━━━ SUPPLIED DATA ━━━
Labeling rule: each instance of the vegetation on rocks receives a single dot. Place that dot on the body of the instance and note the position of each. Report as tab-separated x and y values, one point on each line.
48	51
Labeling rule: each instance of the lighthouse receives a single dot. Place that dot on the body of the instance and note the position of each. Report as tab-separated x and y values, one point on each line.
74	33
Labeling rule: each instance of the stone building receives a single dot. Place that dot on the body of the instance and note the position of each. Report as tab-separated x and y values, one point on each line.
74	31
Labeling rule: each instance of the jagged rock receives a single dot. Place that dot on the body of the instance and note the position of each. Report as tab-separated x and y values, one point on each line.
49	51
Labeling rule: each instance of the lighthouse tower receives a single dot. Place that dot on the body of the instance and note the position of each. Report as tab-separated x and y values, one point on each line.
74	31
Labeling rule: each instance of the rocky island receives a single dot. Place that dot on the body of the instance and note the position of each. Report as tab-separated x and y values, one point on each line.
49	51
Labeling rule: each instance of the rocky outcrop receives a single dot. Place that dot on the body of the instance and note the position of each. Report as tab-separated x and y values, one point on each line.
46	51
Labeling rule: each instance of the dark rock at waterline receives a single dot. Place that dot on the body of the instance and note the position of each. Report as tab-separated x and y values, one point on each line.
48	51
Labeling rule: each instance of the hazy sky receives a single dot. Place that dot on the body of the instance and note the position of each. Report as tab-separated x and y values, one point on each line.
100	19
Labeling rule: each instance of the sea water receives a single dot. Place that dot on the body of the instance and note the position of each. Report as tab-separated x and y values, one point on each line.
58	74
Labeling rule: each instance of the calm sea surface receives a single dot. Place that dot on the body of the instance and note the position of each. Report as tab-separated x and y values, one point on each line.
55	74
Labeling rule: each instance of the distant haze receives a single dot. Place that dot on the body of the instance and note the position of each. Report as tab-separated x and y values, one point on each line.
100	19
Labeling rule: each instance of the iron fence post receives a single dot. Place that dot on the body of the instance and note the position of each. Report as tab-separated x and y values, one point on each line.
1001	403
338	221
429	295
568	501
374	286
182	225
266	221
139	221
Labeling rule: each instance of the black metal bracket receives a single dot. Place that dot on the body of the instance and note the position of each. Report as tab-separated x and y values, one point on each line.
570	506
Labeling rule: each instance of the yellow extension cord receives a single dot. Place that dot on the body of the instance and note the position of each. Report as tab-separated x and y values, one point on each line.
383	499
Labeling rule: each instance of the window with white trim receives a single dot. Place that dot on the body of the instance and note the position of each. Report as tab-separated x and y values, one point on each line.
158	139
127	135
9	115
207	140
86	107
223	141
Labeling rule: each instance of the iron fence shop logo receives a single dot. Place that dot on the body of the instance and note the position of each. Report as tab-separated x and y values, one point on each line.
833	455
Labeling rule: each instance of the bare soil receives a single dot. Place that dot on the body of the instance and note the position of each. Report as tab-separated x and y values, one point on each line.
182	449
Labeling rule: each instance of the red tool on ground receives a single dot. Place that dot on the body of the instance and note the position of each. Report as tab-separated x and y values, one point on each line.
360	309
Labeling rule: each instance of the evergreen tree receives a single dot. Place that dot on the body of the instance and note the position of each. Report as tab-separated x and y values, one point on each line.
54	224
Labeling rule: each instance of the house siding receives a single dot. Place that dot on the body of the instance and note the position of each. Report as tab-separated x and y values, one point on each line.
━━━
▸ **ABOUT THIS TASK**:
In full and word for word, set down the records shown above.

▸ **SOLUTION FOR THIS EXERCISE**:
Labeling rule: each instance of the vegetation on rocks receives a single dot. Place that dot on the body of the instance and note the position of each. Report as tab-separated x and y values, one point on each line.
48	51
Labeling rule: each instance of the lighthouse receives a single dot. Place that dot on the body of the instance and note the position of each. Report as tab-separated x and y values, one point on each line.
74	33
Labeling rule: each instance of the stone building receives a single dot. Place that dot on the body of the instance and note the position of each. Report as tab-separated x and y values, one point on each line.
74	31
Labeling rule: each instance of the jagged rock receives a single dot. Place that dot on the body of the instance and note the position of each. Report as tab-separated x and y values, one point on each line.
49	51
Labeling rule: each instance of the lighthouse tower receives a single dot. Place that dot on the body of the instance and note the position of each. Report as tab-separated x and y values, one point on each line.
74	31
Labeling rule: each instance of the rocky island receives a single dot. Place that dot on the body of the instance and note the position of each. Report as tab-separated x and y values, one point on each line.
49	51
Labeling rule: each instance of the rocky outcrop receives a single dot. Place that dot on the body of the instance and note the position of each. Report as tab-separated x and y values, one point on each line.
46	51
Labeling rule: each instance of the dark rock at waterline receives a single dot. Place that dot on the body of the instance and note the position of each. Report as tab-separated x and y values, one point on each line.
48	51
Labeling rule: each instance of the hazy sky receives a single dot. Place that dot on the body of the instance and note the position of each. Report as tab-separated x and y values, one point on each line.
100	19
Labeling rule: each instance of the sea water receives a single dot. Place that dot on the body of the instance and note the position of each. Report as tab-separated x and y values, one point on each line.
58	74
Labeling rule: each instance of the calm sea surface receives a single dot. Place that dot on the body of the instance and note the position of each. Report as tab-separated x and y values, one point on each line.
55	74
Labeling rule: each instance of the distant haze receives a single dot. Place that dot on the body of the instance and note the position of each. Report as tab-separated x and y values, one point on each line.
100	19
Labeling rule: each instance of the iron fence post receives a single dot. Place that dot on the body of the instance and note the position of each. Report as tab-separated x and y values, one point on each line.
1001	403
338	221
429	295
568	501
374	286
182	225
266	221
139	221
Labeling rule: each instance of the black metal bracket receives a single dot. Place that dot on the body of the instance and note the position of each. Report as tab-separated x and y values, one point on each line.
570	506
Labeling rule: each instance of the yellow extension cord receives a single dot. Place that dot on the body of the instance and note the position of each. Report as tab-separated x and y values, one point on each line.
383	499
Labeling rule: each instance of the window with white trim receives a single dot. Place that dot on the body of the instance and note the position of each. Report as tab-separated x and y values, one point on each line.
158	139
127	135
9	115
207	140
86	107
223	141
Labeling rule: each instance of the iron fence shop logo receives a single dot. Place that dot on the body of the instance and note the position of each. Report as tab-separated x and y values, one point on each line.
833	455
Labeling rule: each instance of the bare soil receives a single dot. Place that dot on the body of the instance and note the position of each. Report as tab-separated x and y values, one point on each line.
182	449
Labeling rule: each instance of the red tool on ground receives a single dot. Place that dot on the body of the instance and note the position of each. Report as tab-separated x and y values, one point on each line.
360	309
Labeling rule: each instance of the evergreen tree receives a single dot. Place that dot on the body of the instance and note the position of each. Report as tab-separated x and y values, one point on each line.
54	224
Labeling rule: each instance of the house siding receives a single dot. Place that dot on the body of the instance and note the position of each. Report as tab-separated x and y values, one point on each line.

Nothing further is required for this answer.